TASK REQUIREMENTS. Using the records below, write out again exactly the lines that begin at the line containing "Target: sky" and end at the line containing "Target: lawn", and no other lines.

Dataset entries:
::::::::::
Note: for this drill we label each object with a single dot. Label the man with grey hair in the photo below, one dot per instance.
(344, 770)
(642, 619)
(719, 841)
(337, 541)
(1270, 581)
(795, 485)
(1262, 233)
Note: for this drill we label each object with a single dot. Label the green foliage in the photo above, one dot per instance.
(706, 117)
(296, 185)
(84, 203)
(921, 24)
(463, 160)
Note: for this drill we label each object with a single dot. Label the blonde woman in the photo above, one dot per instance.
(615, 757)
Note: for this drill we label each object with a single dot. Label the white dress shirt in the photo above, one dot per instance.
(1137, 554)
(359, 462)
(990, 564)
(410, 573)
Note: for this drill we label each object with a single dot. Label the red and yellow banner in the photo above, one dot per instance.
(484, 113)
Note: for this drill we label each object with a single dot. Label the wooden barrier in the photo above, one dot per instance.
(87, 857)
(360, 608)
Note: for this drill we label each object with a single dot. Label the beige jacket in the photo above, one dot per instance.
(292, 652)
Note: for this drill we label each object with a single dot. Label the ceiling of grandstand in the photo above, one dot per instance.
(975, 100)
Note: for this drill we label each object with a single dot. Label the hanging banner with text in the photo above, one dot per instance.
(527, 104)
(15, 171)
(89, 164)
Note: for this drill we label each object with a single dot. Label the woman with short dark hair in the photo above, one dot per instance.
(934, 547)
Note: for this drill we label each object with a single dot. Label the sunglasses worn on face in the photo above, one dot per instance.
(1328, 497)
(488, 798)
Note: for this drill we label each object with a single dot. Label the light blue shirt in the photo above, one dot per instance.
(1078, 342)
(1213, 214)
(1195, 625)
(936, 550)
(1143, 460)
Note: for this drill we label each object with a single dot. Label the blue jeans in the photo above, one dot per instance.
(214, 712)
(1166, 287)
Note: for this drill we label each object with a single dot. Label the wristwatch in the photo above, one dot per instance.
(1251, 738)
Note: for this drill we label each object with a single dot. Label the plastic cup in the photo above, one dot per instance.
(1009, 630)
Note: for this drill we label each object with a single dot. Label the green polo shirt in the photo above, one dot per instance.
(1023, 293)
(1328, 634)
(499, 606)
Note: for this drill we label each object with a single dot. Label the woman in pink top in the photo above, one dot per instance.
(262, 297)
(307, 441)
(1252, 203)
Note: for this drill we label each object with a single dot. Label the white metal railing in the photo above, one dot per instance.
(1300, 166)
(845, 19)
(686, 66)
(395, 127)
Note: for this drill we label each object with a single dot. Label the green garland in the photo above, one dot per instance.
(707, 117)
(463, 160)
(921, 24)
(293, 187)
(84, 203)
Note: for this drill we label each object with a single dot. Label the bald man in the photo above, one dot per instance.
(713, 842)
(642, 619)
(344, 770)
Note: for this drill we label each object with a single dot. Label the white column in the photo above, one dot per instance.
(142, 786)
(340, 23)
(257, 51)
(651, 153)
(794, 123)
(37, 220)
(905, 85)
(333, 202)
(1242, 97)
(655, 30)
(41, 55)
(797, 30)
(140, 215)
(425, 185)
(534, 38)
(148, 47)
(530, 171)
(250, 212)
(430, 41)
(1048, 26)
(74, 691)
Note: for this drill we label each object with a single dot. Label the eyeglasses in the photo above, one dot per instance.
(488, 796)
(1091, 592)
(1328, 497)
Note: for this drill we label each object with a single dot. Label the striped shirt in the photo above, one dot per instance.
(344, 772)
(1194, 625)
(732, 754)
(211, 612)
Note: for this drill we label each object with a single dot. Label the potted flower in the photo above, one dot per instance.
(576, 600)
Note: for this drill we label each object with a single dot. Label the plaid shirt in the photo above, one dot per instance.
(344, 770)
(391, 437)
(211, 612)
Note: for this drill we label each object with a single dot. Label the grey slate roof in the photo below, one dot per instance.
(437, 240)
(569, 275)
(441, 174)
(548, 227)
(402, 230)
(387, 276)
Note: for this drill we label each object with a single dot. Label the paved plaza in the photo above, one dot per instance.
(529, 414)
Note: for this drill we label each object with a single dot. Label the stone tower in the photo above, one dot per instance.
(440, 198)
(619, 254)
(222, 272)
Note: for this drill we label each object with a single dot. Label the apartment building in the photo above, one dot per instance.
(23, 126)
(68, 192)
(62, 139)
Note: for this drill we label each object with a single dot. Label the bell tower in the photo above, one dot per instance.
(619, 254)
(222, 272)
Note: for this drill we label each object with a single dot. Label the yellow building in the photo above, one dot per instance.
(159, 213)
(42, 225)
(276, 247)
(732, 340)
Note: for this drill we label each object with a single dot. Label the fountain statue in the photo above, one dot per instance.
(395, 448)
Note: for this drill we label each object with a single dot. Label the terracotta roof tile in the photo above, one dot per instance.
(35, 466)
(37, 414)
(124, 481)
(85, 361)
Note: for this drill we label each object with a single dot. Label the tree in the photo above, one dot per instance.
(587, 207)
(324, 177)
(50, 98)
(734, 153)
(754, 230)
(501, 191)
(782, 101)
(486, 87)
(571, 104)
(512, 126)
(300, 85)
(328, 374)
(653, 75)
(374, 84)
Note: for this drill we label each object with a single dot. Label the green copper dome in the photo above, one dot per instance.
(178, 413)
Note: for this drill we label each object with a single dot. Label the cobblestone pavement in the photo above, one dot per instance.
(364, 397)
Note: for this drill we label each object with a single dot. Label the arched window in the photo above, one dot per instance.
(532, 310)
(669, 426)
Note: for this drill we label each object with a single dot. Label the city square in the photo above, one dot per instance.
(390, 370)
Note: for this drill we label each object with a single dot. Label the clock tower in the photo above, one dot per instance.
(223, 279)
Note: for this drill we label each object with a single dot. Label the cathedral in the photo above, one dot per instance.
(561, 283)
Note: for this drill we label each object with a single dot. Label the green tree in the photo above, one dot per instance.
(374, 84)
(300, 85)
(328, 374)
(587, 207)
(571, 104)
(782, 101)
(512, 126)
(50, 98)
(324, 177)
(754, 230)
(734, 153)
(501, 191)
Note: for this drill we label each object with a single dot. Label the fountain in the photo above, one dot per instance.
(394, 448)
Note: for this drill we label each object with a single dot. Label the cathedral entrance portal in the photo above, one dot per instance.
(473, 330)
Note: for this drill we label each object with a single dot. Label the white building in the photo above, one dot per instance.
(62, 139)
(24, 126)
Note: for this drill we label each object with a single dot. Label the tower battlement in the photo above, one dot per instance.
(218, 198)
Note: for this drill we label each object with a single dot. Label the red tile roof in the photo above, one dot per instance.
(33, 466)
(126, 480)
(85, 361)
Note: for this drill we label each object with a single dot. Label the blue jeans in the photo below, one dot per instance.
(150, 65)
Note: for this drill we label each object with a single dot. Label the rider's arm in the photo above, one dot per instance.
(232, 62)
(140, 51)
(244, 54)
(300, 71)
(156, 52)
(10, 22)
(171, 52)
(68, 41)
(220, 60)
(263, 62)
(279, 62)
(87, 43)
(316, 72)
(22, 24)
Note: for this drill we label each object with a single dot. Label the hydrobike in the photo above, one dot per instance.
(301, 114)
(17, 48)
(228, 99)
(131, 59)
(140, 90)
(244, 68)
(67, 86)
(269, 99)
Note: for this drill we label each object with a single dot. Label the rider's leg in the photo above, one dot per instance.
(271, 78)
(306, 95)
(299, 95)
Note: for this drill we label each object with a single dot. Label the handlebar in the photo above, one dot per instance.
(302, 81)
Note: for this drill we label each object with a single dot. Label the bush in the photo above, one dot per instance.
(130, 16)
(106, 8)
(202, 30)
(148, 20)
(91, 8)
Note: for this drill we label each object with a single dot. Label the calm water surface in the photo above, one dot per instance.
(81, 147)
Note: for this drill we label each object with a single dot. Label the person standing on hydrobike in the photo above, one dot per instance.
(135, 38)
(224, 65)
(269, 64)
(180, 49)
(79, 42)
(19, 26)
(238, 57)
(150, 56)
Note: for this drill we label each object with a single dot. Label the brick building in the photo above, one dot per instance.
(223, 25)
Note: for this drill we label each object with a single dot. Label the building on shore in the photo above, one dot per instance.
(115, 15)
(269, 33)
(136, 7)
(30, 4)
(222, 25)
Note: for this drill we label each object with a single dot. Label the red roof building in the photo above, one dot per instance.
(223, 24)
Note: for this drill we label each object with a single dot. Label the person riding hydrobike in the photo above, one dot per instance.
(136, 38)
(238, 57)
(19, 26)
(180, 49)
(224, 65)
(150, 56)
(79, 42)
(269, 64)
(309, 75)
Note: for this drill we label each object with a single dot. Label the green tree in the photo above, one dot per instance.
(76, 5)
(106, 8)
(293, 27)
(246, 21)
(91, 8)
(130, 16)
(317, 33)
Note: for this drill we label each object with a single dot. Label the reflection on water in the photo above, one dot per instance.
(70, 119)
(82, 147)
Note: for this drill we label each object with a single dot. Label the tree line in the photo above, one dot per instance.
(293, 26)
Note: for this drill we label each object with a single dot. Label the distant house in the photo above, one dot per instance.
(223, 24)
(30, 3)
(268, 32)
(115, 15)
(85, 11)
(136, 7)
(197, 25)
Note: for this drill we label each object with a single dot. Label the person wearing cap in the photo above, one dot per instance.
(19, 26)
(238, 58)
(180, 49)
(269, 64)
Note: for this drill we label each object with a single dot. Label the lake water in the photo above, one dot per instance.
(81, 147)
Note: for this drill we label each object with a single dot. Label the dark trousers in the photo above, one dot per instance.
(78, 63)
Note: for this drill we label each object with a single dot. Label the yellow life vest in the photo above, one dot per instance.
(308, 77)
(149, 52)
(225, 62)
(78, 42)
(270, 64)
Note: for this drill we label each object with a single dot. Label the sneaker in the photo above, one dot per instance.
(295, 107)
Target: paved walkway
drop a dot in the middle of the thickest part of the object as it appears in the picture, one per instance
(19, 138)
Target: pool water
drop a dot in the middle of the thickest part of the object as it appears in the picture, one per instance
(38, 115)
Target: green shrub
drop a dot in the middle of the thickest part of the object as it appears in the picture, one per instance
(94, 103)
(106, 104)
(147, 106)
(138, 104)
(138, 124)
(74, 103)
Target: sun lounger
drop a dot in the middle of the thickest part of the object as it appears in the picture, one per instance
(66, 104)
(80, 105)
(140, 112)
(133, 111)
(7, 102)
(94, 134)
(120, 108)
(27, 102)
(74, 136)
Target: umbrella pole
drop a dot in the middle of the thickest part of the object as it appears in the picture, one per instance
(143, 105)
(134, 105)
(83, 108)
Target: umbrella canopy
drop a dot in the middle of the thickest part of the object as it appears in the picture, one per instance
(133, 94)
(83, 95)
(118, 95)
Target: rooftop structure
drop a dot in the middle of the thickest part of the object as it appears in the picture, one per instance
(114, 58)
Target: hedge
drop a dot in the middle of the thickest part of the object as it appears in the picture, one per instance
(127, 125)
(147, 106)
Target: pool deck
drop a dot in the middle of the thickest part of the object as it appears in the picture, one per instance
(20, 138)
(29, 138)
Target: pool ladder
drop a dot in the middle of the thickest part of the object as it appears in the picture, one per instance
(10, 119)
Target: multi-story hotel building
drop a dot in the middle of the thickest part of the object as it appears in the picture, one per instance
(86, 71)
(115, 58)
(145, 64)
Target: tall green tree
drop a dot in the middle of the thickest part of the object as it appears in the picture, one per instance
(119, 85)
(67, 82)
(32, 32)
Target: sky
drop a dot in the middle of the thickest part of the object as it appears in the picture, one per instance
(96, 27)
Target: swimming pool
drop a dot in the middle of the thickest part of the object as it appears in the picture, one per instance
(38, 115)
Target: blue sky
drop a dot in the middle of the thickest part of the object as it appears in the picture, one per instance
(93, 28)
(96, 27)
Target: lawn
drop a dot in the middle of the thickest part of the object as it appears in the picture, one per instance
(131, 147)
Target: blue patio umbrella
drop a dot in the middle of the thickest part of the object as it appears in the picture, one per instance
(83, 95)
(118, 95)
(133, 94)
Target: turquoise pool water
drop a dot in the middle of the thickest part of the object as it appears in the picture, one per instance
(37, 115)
::::::::::
RESULT OF THIS TASK.
Target: sky
drop a dot in the middle of the thickest part of the object as it appears in the picture, one per instance
(96, 27)
Target: swimming pool
drop a dot in the middle of the thickest part of the object as it appears in the picture, one per instance
(38, 115)
Target: blue sky
drop a dot in the middle of the thickest part of the object as it appears in the picture, one per instance
(93, 28)
(96, 27)
Target: lawn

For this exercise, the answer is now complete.